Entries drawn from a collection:
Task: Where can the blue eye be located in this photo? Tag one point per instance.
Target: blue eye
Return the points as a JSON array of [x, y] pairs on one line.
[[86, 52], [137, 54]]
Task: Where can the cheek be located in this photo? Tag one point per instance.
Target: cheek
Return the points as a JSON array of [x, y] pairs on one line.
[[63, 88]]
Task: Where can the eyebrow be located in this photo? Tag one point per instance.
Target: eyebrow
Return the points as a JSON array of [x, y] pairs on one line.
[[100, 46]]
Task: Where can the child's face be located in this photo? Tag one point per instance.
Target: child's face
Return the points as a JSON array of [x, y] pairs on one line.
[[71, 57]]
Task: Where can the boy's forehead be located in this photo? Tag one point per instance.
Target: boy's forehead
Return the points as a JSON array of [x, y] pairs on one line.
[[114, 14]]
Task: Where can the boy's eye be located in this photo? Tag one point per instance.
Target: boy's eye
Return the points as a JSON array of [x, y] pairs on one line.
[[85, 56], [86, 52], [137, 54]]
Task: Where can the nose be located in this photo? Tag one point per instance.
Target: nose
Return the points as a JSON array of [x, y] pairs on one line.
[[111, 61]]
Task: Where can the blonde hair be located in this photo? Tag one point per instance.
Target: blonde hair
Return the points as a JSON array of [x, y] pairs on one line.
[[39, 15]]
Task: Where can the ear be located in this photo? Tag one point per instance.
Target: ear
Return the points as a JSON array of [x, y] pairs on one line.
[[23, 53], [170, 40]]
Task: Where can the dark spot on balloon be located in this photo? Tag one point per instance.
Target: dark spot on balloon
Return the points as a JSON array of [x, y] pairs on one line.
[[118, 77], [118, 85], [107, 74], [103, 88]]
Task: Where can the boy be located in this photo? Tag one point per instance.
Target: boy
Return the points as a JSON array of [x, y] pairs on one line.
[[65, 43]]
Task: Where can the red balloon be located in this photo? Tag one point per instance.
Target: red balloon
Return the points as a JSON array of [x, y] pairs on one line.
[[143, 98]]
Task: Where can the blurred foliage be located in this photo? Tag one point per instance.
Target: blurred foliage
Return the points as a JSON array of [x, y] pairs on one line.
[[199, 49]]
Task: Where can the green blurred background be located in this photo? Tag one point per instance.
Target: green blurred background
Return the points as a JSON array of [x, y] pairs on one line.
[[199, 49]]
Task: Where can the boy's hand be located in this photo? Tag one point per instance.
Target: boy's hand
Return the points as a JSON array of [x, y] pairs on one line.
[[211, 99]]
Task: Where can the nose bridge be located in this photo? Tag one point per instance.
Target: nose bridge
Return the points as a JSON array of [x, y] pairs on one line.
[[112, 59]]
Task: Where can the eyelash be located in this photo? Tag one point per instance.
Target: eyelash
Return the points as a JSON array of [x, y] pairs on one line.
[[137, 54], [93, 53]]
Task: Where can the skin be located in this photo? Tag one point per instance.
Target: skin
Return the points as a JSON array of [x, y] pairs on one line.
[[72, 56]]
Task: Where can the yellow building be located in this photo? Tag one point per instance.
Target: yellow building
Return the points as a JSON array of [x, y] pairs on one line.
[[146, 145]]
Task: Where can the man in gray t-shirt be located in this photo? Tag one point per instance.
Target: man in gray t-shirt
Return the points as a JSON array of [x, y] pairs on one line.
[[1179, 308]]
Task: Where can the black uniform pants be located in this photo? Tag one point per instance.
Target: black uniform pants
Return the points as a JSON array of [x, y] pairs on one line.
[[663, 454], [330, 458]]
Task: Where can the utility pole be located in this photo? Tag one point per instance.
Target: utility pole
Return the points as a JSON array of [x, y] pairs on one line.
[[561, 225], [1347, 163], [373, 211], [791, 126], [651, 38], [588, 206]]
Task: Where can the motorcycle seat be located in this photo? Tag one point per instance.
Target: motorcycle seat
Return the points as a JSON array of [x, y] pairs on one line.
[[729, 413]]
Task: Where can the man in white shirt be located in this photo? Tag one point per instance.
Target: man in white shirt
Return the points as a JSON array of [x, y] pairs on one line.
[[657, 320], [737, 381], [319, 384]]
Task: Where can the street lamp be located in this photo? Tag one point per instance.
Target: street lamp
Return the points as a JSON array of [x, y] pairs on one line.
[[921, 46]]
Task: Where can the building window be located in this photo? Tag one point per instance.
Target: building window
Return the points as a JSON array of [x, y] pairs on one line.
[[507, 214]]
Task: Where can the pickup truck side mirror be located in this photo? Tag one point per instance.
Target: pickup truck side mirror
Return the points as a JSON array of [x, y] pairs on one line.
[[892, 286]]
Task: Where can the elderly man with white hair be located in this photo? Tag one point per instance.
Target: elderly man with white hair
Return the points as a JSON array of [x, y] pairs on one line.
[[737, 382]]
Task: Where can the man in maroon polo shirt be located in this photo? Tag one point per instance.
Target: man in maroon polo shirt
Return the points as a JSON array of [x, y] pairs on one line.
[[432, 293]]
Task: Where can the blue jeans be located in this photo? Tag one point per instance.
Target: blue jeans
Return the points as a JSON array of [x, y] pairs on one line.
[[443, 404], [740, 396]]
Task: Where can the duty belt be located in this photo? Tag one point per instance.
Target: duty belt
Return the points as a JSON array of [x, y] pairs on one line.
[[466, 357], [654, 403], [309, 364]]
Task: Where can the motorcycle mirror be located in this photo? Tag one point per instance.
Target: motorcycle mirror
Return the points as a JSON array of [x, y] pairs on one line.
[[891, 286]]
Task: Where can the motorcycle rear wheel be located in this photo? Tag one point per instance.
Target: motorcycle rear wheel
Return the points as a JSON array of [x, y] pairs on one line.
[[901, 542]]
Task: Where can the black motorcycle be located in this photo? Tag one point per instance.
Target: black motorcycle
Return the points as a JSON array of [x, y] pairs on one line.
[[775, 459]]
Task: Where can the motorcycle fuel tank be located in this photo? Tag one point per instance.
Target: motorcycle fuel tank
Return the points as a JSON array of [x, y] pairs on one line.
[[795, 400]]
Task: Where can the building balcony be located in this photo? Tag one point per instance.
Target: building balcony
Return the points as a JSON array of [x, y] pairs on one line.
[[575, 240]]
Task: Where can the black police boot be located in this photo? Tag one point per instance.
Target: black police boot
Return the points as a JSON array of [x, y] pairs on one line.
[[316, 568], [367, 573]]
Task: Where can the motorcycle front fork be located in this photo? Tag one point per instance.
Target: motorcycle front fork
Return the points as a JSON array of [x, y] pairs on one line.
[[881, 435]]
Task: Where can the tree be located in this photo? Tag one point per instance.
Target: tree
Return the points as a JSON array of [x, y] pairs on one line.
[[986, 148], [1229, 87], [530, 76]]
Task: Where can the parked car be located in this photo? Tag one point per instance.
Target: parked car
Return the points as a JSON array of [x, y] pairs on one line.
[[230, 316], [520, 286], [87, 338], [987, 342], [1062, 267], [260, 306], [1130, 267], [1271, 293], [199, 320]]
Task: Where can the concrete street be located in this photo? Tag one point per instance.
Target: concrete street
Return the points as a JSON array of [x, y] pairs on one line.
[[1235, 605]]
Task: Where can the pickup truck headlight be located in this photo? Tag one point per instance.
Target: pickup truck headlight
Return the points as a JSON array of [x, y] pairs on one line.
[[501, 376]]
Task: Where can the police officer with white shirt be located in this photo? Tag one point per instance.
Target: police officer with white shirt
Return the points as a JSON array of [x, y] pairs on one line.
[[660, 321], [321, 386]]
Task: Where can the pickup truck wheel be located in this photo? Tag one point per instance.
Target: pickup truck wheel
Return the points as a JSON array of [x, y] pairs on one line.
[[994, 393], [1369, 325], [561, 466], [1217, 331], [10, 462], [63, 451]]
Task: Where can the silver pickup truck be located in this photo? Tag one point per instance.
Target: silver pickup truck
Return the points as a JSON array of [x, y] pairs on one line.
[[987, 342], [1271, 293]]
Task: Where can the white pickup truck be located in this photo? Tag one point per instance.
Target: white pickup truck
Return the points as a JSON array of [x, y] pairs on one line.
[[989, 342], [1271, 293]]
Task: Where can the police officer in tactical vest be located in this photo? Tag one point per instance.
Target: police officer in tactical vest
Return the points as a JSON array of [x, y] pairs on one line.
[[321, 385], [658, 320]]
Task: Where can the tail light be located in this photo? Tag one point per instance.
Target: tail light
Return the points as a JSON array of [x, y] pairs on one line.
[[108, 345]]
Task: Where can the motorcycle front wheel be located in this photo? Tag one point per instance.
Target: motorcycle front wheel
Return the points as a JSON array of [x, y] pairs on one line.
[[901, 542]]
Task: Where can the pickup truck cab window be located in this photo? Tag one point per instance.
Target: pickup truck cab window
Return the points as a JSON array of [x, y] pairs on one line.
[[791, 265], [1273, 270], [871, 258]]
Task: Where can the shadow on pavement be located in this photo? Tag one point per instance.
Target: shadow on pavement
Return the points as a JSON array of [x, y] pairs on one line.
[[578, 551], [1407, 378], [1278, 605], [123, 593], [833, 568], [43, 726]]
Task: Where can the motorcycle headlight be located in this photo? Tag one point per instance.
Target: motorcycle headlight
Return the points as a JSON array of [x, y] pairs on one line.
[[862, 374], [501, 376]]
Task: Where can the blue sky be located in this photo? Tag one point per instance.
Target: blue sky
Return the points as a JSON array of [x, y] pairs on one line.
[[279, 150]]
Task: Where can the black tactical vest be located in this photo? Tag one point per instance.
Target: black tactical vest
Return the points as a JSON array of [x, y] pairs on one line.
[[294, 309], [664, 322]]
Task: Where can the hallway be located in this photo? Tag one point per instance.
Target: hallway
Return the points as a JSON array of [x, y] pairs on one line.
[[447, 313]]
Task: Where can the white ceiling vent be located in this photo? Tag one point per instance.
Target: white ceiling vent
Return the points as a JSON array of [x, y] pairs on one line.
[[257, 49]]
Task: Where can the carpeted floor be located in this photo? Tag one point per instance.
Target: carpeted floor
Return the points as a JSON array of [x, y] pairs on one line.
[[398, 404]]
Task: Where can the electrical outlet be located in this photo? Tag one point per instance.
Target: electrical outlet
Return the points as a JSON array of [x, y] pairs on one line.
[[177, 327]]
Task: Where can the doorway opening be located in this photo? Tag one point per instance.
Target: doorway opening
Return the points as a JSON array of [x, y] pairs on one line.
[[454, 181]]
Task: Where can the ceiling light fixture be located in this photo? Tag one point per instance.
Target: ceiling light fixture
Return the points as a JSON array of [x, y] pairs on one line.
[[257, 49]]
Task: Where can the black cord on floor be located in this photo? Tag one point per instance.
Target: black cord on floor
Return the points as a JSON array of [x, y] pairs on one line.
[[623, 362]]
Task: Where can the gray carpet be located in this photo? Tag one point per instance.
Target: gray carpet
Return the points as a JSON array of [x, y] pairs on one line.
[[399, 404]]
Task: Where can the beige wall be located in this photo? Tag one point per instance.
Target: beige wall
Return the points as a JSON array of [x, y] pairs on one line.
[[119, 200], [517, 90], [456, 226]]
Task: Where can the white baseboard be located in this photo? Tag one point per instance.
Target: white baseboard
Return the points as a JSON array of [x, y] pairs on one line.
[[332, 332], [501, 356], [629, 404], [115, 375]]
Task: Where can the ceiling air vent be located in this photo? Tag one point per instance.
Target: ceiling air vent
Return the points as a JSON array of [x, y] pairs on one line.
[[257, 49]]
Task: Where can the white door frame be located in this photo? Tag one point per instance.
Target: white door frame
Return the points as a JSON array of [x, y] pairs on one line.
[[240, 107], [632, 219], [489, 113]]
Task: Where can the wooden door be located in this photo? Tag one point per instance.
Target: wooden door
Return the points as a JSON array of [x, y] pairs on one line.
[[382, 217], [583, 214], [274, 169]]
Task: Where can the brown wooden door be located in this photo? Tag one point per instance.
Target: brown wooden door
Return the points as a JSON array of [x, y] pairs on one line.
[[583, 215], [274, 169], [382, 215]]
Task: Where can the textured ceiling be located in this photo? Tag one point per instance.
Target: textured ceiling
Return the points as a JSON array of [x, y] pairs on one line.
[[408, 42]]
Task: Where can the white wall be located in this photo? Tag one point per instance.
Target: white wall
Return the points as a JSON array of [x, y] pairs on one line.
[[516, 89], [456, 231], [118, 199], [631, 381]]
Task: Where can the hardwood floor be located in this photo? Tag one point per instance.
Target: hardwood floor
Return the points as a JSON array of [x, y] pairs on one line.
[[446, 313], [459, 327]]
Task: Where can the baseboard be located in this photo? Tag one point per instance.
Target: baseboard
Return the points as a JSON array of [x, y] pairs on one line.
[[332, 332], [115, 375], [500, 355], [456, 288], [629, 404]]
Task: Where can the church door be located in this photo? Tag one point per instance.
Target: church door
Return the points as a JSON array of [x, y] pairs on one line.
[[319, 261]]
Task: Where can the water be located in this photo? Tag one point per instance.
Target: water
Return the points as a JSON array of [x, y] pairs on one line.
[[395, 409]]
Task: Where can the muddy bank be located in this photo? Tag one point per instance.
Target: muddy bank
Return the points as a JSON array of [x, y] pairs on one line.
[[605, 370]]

**DIRECTION**.
Write out the items above exactly, covering only the stretch from the line containing "Task: Where can the building window" through the line containing "[[432, 293]]", with both of those lines included.

**REPLY**.
Task: Where can the building window be located in this photo? Tag one point per instance.
Target: building window
Return the points as a JSON array of [x, y] pairs on one line.
[[507, 214]]
Task: Where can the pickup truck side mirror be located in this photo? Tag one point per instance.
Target: pickup truck side mirror
Return the points as a JSON array of [x, y] pairs on one line.
[[892, 286]]
Task: Where can the elderly man with white hair be located in this photo? Tag one point per instance.
Target: elderly man with white hair
Return the points as a JSON array of [x, y] pairs on one line.
[[737, 382]]
Task: Where can the man in maroon polo shirt be located in this photo? Tag one point per instance.
Target: man in maroon polo shirt
Return the points as a JSON array of [x, y] pairs on one line.
[[432, 293]]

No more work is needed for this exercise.